**Records for this exercise**
*** Begin section ***
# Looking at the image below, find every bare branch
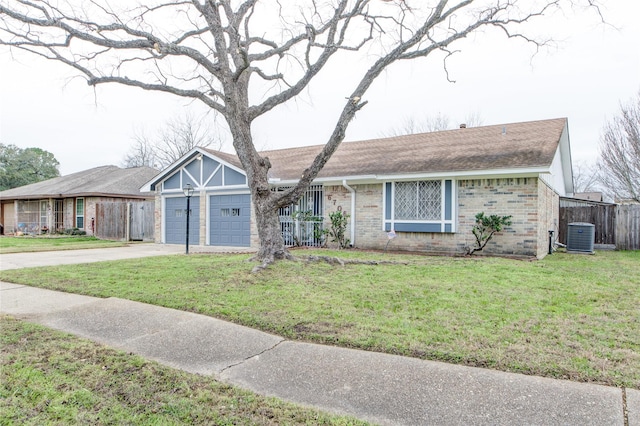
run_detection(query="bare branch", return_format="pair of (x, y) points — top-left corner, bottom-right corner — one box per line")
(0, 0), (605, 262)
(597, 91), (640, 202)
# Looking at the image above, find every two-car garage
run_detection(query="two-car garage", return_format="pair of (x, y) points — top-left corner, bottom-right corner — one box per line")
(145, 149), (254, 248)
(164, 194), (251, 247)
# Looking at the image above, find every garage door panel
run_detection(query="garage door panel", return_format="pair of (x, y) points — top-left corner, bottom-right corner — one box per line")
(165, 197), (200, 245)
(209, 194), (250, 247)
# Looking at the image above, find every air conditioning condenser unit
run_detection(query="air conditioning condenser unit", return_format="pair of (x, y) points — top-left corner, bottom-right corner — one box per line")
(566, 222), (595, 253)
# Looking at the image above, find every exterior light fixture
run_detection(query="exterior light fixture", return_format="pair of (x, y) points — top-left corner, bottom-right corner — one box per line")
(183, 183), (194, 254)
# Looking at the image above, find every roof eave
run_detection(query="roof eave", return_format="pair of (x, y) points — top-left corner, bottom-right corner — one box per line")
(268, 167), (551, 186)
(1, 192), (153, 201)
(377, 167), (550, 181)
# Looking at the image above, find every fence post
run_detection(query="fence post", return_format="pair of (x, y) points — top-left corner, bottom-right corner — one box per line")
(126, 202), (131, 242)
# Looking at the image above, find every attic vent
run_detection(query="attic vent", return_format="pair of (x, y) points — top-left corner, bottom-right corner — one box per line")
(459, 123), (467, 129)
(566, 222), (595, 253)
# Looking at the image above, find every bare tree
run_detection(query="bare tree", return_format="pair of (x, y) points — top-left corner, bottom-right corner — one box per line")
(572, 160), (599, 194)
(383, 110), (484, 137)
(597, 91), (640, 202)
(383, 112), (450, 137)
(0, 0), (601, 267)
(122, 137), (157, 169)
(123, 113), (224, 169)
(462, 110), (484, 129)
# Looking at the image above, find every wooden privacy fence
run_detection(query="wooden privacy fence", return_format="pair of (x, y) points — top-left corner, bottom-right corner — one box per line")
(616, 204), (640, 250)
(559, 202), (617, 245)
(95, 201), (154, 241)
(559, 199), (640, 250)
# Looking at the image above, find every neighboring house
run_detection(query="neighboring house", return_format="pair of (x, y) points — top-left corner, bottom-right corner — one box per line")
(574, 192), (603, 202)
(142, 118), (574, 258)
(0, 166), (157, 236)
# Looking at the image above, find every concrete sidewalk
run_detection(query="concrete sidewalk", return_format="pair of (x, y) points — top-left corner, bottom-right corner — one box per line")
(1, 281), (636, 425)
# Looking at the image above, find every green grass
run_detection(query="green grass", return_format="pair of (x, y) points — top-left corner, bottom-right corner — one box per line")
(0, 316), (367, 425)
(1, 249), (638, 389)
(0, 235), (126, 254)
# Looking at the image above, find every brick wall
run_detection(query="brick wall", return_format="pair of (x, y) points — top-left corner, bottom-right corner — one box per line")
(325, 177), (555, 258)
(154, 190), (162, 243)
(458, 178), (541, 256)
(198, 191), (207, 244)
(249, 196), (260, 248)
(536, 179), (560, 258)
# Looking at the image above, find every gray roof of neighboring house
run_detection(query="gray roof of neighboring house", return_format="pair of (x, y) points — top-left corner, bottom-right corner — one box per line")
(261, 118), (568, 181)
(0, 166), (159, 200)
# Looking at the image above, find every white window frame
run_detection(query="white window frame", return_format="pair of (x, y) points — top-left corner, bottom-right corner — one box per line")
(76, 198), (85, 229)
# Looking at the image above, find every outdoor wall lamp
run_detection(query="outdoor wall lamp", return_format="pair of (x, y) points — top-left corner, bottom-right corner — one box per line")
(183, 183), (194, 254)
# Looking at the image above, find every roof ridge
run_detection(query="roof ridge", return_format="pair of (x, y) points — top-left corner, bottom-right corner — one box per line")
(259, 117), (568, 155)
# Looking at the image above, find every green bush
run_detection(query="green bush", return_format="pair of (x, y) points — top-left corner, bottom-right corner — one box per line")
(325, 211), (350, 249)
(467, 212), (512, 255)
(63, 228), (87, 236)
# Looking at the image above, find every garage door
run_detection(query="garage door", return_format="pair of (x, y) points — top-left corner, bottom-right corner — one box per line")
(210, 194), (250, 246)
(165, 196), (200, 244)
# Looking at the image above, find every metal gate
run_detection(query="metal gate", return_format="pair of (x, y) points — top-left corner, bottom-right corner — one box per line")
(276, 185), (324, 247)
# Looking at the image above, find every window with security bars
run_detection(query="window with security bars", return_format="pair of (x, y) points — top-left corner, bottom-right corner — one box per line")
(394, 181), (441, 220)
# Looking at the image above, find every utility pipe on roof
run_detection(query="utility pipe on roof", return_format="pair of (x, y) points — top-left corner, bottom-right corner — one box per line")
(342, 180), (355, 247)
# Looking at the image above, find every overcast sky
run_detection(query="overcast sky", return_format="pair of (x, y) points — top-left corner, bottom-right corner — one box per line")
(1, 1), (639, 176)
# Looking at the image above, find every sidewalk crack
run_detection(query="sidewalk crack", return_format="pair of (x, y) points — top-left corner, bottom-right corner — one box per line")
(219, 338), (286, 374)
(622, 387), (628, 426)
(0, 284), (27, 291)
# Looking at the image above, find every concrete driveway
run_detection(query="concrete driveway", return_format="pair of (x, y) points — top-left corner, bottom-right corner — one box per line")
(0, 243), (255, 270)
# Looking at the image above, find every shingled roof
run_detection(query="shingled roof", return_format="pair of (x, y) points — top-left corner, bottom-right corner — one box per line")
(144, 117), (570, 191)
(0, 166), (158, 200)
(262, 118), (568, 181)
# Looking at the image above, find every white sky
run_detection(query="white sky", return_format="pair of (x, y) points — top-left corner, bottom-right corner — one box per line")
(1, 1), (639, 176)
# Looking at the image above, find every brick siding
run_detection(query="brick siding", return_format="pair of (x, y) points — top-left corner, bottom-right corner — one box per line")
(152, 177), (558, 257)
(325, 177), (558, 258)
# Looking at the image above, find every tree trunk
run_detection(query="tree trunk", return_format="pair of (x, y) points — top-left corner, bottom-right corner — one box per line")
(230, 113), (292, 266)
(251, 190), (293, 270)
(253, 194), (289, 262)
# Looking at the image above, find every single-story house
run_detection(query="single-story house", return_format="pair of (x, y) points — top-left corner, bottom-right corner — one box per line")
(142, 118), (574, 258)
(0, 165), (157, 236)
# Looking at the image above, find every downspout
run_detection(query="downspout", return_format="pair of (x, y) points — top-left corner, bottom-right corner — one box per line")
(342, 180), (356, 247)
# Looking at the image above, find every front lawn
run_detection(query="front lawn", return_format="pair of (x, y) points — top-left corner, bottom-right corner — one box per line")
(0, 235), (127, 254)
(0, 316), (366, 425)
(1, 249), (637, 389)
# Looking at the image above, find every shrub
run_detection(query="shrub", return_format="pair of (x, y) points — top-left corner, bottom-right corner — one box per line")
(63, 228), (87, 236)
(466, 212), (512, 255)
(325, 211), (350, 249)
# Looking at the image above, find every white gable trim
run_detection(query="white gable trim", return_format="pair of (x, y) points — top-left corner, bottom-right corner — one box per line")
*** End section ***
**Exercise requirements**
Take from the material every line that holds "gable".

**Task answer**
# Looking at the image above, find every white gable trim
run_detection(query="white gable trim", return_format="pair of (x, y) points — top-left corner, bottom-right corner — one box per line")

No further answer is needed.